* [CONSIGNE]: D'après l'extrait sur les manchots empereurs des îles Dion, en quelle année la colonie a-t-elle été découverte ?

* [EXTRAIT DE PAGE]:
Cela pourrait bien changer au cours des années à venir. En effet, une étude britannique publiée le 28 février dans PLoS One fait état de la première disparition d’une colonie de manchots empereurs. Certes, il ne s’agit que d’un petite communauté, qui n’a jamais dépassé, depuis qu’on l’a découverte en 1948, les 250 individus mais sa réduction rapide depuis les années 1970 ne laisse pas d’inquiéter. Située dans les îles Dion, à l’ouest de la péninsule Antarctique (voir la carte ci-dessous), la colonie ne comptait plus que 85 membres en 1978 et moins d’une vingtaine au tournant du siècle. La dernière fois que l’on a essayé de la recenser, sur une photographie aérienne à haute résolution prise en 2009, il ne restait plus aucun oiseau sur la banquise.

Dion-Islands

Même s’ils ne peuvent l’affirmer avec certitude, les auteurs de l’étude font peser la grande majorité de leurs soupçons sur le réchauffement climatique qui, s’il n’agit guère en règle générale sur le sixième continent, a des effets bien visibles sur la partie occidentale de la péninsule antarctique, où se trouvent les îles Dion. Les relevés effectués dans la zone montrent une augmentation sensible tant de la température moyenne générale que de la température moyenne pendant l’hiver, saison durant laquelle les manchots empereurs viennent se reproduire sur la glace de mer située devant le continent. Cette région est d’ailleurs celle où la banquise résiste le moins bien au changement climatique : depuis plusieurs années maintenant, elle se forme de plus en plus tard et se disloque de plus en plus tôt. Etant donné que tout le cycle de la reproduction des manchots empereurs s’effectue sur cette mince couche de glace et en est dépendant, des chercheurs ont déjà avancé que le réchauffement climatique pourrait, par ce biais, avoir un impact sur les populations. Il pourrait jouer négativement sur les populations de poissons, de krill et de calmars dont se nourrissent les manchots, tout en favorisant les skuas et autres pétrels, oiseaux qui chassent les jeunes empereurs…

L’étude de PLoS One ne prétend pas être catégorique sur la “culpabilité” du réchauffement dans la disparition de cette colonie, bien que de lourdes charges pèsent sur le suspect. D’autres causes sont évoquées (maladie ou conditions météorologiques exceptionnelles) mais elles apparaissent comme moins plausibles et aucun élément objectif ne les étaye. Les influences du tourisme (en augmentation dans cette partie de l’Antarctique qui est la plus accessible, depuis la pointe méridionale de l’Amérique du Sud) ou de la pêche industrielle ont été écartées.

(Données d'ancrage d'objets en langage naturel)
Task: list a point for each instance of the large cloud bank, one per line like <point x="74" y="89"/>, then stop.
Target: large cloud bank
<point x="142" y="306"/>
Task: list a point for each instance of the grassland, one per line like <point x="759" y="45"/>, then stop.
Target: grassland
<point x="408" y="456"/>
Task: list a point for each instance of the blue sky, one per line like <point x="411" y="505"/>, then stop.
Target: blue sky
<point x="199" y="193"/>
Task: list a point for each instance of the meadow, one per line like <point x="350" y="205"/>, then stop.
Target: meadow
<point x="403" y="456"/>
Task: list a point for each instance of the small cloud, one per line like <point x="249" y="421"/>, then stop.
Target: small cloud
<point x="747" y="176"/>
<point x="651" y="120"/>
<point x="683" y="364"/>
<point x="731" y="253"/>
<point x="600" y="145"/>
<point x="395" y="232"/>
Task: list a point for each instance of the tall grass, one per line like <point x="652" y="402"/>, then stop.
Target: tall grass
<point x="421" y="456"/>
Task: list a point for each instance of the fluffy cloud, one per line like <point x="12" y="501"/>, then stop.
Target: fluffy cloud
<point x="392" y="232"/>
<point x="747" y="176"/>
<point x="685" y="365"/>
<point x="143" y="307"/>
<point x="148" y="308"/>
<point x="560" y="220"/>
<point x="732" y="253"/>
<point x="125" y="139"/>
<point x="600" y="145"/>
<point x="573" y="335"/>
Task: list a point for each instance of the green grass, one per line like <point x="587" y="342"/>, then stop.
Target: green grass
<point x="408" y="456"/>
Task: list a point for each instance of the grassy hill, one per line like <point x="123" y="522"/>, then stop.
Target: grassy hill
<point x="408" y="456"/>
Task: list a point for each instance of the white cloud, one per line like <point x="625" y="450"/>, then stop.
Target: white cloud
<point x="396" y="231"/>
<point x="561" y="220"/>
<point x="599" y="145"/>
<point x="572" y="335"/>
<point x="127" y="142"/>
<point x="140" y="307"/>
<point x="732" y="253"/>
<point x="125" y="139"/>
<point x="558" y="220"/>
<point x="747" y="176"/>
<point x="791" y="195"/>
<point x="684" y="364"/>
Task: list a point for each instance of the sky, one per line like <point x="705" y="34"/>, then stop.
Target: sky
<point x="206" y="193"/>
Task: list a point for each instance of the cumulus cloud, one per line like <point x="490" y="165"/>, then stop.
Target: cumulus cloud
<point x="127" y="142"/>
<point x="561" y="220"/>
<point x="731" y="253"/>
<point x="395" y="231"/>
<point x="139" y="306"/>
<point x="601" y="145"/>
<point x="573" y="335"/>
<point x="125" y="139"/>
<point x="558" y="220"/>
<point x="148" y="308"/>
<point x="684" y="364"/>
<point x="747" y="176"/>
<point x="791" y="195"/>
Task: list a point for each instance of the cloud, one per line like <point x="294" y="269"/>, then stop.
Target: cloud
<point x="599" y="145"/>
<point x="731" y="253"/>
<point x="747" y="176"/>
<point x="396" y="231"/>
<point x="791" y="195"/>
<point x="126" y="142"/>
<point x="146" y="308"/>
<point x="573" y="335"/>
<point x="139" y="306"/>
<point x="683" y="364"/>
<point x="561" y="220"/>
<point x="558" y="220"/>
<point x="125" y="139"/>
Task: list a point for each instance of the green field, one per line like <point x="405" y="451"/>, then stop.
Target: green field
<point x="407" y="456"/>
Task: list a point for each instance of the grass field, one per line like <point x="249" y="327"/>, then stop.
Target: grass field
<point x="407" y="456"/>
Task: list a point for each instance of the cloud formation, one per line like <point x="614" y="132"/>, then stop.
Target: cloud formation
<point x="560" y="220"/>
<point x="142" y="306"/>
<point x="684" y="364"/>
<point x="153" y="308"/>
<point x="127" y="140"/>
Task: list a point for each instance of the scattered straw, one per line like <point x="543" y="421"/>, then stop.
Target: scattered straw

* [CORRIGÉ]: En 1948.